(Exercise): In the listing below, find every line containing "wooden" and copy it out.

--- START ---

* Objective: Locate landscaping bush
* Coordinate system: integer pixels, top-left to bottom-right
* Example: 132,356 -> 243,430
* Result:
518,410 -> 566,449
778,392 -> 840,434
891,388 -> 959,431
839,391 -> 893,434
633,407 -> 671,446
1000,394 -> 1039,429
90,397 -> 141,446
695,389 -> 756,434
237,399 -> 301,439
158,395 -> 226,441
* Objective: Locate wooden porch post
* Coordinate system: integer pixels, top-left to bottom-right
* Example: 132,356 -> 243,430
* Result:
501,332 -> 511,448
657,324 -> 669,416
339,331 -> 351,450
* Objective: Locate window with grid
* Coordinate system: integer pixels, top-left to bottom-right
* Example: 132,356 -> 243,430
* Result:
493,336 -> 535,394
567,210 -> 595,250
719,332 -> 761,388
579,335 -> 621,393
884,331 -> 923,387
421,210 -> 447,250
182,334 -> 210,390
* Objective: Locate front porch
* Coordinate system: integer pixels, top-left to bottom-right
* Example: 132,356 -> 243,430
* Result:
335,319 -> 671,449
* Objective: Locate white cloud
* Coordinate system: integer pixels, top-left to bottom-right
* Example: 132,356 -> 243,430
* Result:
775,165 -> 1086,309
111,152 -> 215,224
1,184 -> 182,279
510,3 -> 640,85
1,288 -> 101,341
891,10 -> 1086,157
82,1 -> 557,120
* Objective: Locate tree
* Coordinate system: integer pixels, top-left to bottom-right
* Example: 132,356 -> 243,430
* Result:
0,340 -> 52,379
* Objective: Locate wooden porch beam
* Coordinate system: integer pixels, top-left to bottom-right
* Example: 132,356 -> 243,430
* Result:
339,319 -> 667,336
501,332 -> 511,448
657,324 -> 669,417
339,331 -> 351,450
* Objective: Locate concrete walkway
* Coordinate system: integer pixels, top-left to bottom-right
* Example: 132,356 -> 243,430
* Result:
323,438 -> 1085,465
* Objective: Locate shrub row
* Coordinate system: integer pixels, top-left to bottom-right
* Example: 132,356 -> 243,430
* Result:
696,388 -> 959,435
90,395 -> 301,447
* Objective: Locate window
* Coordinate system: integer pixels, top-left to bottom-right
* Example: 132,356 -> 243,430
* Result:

--- END ---

(Solution to this problem):
* Objective: Locate wooden porch post
* Objective: Locate wooden porch beam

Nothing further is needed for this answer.